▶ **What to produce**:
Look through the entries. Copy each line that has the word "bamboo".

▶ **Available records**:
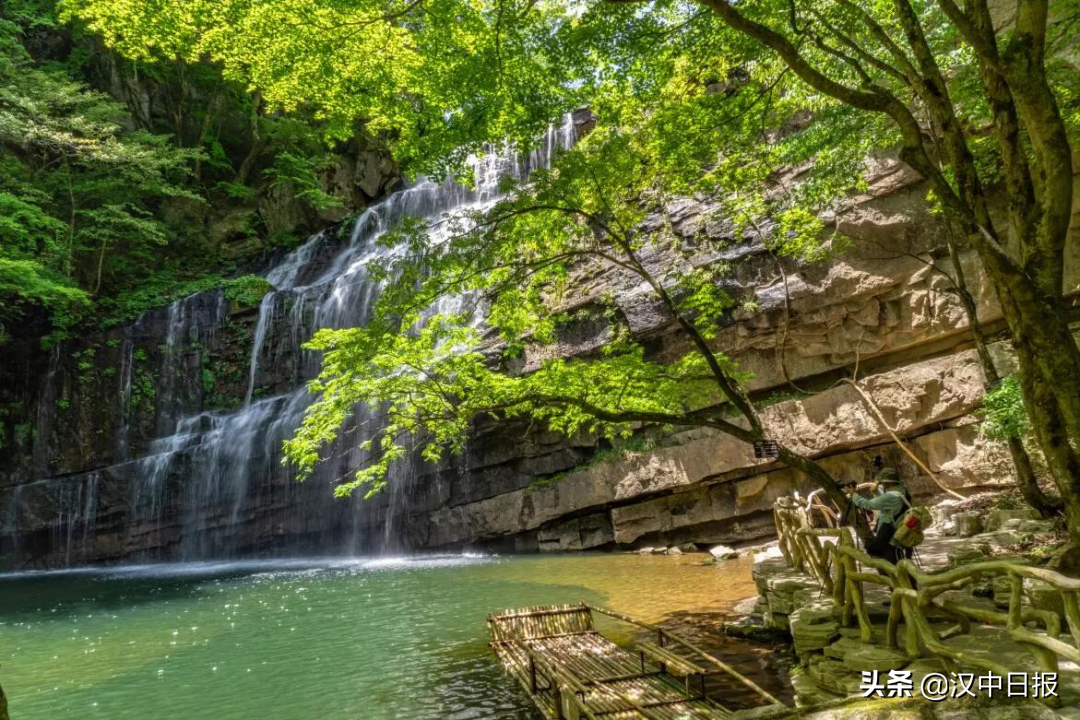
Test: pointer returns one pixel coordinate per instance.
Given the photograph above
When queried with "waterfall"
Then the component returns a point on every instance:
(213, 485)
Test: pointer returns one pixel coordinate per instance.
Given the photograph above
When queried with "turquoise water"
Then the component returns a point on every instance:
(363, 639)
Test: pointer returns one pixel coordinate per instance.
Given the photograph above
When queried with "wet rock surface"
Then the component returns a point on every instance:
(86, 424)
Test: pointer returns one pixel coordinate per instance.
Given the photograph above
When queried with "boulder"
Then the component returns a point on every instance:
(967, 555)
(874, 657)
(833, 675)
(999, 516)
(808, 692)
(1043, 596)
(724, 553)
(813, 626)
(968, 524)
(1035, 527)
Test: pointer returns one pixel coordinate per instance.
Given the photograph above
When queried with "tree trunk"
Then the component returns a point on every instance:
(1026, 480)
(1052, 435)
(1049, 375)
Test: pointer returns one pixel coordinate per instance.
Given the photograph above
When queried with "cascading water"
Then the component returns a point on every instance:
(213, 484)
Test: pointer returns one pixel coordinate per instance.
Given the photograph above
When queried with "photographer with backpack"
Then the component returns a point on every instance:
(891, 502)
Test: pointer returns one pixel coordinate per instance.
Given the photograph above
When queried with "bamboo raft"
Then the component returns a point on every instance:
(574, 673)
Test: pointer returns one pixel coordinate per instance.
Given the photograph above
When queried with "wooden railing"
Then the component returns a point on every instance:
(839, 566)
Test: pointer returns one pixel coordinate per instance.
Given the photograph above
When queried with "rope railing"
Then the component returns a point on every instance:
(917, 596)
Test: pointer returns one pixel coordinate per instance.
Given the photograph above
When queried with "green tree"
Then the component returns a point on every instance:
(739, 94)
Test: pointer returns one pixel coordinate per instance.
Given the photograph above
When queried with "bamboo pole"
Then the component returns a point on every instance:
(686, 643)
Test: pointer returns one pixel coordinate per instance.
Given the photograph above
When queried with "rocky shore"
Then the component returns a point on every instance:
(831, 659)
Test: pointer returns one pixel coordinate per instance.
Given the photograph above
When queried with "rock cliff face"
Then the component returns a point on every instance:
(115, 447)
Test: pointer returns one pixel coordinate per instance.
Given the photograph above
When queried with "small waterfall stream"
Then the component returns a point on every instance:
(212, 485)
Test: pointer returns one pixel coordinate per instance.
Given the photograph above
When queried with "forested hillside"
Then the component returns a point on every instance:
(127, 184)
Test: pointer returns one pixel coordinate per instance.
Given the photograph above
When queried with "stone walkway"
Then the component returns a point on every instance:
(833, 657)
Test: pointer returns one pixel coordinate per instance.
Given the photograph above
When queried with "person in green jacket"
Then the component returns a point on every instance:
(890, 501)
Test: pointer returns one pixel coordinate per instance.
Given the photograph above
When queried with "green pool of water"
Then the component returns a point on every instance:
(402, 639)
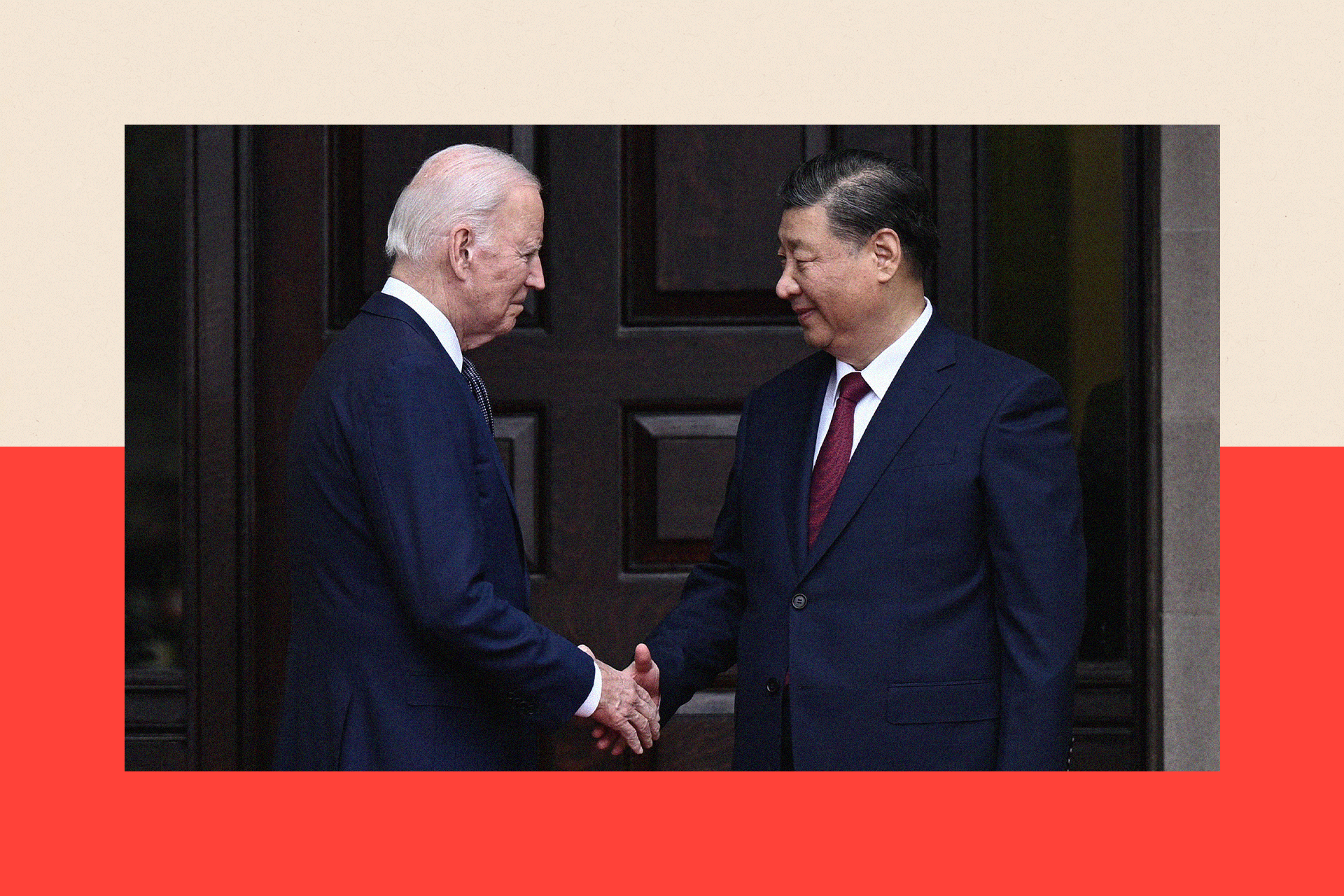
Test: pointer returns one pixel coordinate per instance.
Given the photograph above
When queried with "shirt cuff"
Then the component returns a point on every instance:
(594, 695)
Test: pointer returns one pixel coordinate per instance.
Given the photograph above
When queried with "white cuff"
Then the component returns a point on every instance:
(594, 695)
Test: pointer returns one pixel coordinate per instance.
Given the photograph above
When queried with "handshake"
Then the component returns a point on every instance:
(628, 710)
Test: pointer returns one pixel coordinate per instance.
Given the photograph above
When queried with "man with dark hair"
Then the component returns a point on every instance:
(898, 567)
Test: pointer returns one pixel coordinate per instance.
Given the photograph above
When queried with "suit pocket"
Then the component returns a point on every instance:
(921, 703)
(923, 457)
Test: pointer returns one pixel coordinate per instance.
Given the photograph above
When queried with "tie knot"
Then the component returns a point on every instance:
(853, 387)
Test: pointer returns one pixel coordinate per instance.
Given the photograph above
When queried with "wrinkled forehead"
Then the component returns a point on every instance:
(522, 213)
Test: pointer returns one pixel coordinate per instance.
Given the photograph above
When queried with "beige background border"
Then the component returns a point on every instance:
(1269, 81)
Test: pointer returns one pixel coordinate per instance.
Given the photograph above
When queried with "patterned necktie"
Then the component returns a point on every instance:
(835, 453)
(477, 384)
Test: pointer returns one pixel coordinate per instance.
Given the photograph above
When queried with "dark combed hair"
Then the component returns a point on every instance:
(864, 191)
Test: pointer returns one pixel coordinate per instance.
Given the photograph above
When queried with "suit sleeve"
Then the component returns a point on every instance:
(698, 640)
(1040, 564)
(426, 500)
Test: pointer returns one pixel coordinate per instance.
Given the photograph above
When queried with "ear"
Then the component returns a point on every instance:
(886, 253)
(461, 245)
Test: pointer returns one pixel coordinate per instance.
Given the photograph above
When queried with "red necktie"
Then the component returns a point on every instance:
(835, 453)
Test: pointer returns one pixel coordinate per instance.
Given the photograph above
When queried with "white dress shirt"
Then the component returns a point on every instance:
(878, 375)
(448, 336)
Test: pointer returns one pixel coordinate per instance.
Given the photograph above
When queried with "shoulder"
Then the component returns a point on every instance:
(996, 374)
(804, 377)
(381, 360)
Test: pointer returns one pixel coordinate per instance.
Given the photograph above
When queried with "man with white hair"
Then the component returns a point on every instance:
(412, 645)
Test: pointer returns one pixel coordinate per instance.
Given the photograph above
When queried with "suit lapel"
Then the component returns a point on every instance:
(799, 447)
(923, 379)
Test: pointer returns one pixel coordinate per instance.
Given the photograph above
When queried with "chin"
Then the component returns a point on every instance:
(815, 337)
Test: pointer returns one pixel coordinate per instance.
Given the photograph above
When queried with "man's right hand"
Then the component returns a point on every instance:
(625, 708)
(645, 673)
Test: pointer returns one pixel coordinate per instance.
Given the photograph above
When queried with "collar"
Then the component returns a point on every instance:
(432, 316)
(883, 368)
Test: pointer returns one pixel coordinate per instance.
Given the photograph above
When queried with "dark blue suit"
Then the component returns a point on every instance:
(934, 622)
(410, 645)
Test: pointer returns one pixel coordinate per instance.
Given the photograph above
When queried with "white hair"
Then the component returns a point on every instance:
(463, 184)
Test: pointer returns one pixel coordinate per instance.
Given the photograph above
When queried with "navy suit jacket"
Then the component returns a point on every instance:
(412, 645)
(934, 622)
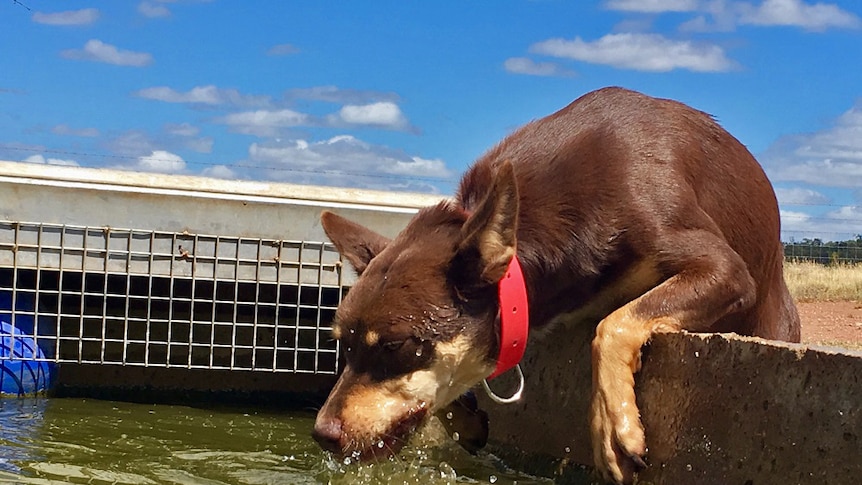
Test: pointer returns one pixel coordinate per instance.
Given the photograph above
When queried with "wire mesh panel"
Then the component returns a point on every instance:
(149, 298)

* * *

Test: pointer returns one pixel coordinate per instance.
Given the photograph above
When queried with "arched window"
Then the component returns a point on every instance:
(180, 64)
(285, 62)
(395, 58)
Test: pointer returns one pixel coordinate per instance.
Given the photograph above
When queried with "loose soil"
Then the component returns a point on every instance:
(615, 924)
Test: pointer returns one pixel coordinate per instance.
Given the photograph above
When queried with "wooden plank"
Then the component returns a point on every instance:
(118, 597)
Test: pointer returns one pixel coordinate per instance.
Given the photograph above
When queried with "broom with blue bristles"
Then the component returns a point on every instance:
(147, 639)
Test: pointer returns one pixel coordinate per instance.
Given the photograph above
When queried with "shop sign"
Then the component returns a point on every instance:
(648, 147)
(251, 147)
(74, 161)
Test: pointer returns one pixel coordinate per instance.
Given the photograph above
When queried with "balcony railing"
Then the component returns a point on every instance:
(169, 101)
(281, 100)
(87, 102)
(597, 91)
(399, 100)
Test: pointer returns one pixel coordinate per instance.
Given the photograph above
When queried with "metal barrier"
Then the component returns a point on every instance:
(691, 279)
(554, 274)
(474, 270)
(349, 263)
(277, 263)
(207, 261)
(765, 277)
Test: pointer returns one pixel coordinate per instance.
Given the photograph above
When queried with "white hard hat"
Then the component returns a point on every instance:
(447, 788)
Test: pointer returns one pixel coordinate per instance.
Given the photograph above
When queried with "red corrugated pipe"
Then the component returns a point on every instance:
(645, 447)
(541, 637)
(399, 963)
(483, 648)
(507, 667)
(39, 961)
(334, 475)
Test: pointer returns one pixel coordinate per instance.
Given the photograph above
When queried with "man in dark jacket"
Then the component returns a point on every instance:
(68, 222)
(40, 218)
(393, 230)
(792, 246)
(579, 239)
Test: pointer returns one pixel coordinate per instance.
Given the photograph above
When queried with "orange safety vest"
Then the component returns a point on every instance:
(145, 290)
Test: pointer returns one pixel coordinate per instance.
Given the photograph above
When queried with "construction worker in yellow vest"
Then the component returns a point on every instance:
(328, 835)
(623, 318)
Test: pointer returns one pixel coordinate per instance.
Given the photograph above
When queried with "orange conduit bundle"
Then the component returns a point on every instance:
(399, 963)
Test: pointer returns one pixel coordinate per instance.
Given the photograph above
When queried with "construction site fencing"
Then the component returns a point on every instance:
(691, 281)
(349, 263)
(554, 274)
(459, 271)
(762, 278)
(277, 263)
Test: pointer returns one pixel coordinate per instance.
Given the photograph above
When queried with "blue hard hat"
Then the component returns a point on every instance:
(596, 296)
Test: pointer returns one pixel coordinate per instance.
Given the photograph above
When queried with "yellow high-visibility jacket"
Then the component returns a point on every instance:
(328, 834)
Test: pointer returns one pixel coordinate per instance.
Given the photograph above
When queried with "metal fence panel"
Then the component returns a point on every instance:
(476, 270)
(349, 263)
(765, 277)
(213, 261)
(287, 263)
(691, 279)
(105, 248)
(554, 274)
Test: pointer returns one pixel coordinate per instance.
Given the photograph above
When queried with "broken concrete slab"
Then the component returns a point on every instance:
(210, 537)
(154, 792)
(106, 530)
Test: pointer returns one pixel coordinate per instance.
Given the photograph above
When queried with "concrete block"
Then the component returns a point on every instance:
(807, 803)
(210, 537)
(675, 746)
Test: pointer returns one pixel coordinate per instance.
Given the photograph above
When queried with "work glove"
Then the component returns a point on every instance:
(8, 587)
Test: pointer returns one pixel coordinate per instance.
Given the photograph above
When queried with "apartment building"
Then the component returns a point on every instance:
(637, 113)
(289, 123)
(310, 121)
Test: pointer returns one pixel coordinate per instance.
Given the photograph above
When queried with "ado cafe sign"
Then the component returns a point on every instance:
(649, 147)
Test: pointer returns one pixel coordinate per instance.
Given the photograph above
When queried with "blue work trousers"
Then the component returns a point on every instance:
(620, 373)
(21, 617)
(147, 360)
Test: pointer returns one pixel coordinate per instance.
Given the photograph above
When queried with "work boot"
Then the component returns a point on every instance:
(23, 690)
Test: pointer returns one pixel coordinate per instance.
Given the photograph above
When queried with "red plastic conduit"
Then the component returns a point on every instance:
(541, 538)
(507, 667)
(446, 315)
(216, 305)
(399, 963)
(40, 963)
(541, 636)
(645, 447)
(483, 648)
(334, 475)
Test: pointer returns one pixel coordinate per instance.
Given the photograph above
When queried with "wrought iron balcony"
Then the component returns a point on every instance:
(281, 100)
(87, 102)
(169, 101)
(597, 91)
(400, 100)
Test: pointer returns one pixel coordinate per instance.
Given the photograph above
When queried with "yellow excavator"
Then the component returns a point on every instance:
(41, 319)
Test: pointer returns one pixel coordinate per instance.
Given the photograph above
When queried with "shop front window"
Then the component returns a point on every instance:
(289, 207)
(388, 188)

▶ **Exercise result**:
When queried with "bamboo raft"
When queried with "bamboo pole"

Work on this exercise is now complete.